What this task involves: Display every line of the material below that contains the word "black", copying each line in full. The match is case-sensitive.
** START The data **
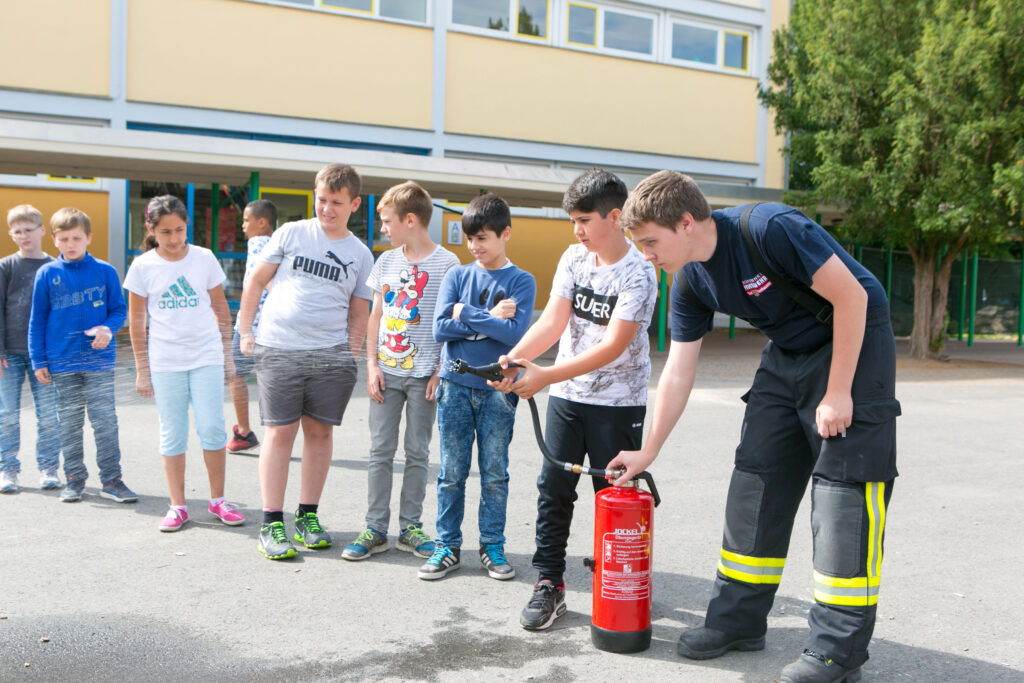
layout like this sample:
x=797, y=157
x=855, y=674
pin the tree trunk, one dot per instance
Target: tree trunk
x=924, y=256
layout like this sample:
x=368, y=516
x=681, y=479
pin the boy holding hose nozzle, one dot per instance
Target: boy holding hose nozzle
x=601, y=302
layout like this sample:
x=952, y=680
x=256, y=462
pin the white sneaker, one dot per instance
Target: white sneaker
x=8, y=482
x=48, y=479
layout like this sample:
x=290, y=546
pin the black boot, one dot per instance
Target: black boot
x=705, y=643
x=814, y=668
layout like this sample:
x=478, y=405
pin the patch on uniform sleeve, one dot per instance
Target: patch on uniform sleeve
x=756, y=285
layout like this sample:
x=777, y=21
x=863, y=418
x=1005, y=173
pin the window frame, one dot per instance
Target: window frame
x=599, y=33
x=374, y=13
x=513, y=17
x=597, y=26
x=721, y=31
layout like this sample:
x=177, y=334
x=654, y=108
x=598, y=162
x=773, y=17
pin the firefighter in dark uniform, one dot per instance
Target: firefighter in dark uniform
x=821, y=407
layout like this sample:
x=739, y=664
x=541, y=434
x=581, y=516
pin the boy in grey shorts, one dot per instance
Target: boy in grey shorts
x=311, y=328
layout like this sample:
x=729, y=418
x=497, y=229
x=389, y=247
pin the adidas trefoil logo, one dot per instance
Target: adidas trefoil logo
x=179, y=295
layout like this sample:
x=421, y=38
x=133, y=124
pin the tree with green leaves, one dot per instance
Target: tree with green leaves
x=909, y=117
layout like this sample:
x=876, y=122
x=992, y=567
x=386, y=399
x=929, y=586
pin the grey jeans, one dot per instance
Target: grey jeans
x=410, y=393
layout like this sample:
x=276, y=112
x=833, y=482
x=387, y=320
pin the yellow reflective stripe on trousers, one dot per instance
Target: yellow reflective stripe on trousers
x=751, y=569
x=859, y=591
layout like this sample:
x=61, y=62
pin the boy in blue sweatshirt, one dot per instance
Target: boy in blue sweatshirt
x=483, y=308
x=77, y=307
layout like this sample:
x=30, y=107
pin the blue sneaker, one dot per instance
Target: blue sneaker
x=493, y=559
x=367, y=544
x=8, y=481
x=115, y=489
x=415, y=541
x=440, y=563
x=73, y=491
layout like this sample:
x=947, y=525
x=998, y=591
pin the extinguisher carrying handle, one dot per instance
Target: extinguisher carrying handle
x=494, y=373
x=646, y=476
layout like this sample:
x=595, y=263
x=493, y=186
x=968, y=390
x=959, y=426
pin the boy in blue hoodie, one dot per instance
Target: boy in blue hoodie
x=77, y=307
x=483, y=308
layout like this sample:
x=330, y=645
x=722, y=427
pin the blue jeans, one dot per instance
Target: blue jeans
x=43, y=395
x=462, y=414
x=76, y=393
x=204, y=388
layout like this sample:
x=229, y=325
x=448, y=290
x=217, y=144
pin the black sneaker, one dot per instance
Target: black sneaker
x=115, y=489
x=273, y=542
x=242, y=442
x=494, y=560
x=440, y=563
x=547, y=604
x=814, y=668
x=705, y=643
x=309, y=532
x=73, y=492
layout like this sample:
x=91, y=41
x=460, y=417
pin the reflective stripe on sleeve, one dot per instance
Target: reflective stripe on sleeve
x=859, y=591
x=751, y=569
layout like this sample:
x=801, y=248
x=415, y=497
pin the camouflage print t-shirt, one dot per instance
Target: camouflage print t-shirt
x=626, y=290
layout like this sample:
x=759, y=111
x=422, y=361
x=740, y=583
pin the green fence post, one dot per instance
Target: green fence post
x=214, y=217
x=961, y=325
x=663, y=307
x=1020, y=312
x=889, y=273
x=974, y=297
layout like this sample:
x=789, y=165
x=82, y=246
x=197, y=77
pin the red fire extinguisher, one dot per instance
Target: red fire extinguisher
x=623, y=565
x=624, y=532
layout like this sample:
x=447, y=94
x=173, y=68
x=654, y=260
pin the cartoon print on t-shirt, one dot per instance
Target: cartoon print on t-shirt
x=400, y=310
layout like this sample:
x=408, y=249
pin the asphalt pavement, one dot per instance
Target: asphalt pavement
x=92, y=591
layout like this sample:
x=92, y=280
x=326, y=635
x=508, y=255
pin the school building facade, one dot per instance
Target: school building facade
x=108, y=102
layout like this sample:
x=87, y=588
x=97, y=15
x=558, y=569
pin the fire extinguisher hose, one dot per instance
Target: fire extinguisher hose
x=494, y=373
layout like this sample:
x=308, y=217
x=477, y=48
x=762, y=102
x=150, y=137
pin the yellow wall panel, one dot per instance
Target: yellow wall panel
x=246, y=56
x=94, y=205
x=55, y=45
x=566, y=96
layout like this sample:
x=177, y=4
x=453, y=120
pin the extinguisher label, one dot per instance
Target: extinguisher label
x=626, y=566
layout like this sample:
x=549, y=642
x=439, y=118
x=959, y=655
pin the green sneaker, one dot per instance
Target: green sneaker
x=367, y=544
x=309, y=532
x=414, y=540
x=273, y=542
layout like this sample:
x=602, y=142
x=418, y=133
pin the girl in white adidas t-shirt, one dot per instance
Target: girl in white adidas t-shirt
x=184, y=359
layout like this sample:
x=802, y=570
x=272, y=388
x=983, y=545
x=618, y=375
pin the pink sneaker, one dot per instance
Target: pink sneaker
x=227, y=513
x=173, y=520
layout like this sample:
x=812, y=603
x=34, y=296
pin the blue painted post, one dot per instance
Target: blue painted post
x=190, y=203
x=371, y=202
x=127, y=222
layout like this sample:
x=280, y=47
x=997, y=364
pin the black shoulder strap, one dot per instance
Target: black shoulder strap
x=810, y=300
x=689, y=294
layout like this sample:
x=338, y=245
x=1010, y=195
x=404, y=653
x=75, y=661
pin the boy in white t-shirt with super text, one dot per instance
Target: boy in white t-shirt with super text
x=601, y=303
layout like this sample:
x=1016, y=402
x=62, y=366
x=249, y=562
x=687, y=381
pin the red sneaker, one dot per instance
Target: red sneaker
x=240, y=442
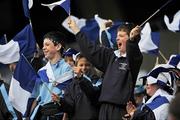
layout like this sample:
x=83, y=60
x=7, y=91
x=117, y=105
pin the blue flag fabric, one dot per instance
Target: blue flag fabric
x=24, y=42
x=3, y=40
x=22, y=84
x=65, y=4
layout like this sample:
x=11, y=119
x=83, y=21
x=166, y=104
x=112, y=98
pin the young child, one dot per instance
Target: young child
x=68, y=56
x=78, y=102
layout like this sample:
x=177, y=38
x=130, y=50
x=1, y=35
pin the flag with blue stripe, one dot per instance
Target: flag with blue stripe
x=24, y=42
x=22, y=84
x=27, y=4
x=149, y=42
x=175, y=24
x=65, y=4
x=3, y=40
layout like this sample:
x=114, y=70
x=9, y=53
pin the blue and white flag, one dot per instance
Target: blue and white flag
x=89, y=27
x=22, y=84
x=24, y=42
x=175, y=24
x=3, y=40
x=27, y=5
x=174, y=60
x=65, y=4
x=103, y=32
x=149, y=42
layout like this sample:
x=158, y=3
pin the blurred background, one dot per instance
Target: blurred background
x=12, y=19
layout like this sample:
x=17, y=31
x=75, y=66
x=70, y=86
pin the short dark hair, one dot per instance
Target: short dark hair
x=126, y=27
x=56, y=37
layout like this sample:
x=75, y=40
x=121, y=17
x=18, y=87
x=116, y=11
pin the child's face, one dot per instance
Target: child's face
x=83, y=64
x=69, y=60
x=121, y=40
x=49, y=49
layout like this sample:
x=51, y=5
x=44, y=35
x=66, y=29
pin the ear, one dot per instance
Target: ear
x=58, y=46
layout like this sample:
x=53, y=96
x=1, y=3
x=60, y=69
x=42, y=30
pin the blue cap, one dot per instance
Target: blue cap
x=139, y=89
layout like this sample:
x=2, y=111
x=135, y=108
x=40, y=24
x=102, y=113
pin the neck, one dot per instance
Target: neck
x=122, y=53
x=56, y=58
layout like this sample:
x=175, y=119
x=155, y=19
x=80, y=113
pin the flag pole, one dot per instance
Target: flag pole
x=157, y=60
x=163, y=56
x=155, y=12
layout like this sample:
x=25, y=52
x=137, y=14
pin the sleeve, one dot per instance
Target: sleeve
x=92, y=92
x=67, y=101
x=98, y=56
x=144, y=114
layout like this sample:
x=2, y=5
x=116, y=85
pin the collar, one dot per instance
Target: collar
x=118, y=54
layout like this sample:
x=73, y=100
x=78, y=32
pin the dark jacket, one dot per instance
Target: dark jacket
x=120, y=73
x=144, y=114
x=77, y=104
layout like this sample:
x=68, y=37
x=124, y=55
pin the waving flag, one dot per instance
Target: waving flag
x=91, y=27
x=27, y=5
x=149, y=42
x=104, y=35
x=63, y=3
x=22, y=85
x=175, y=60
x=3, y=40
x=24, y=42
x=175, y=24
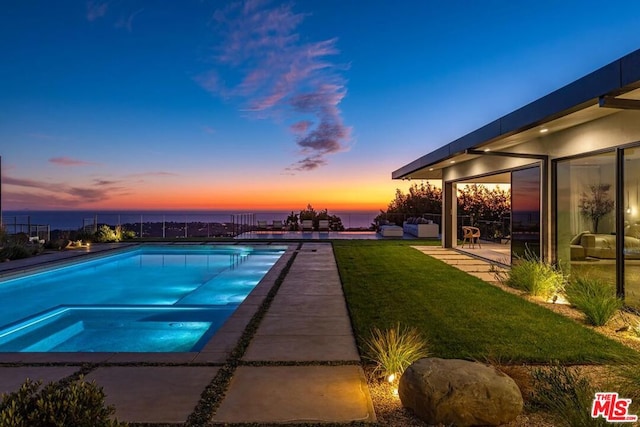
** END The data **
Solution to the problem:
pin the black boot, one dot per instance
Target: black boot
pin the black sneaker, one dot per instance
Target: black sneaker
pin the black shoulder strap, one dot per instance
Target: black shoulder strap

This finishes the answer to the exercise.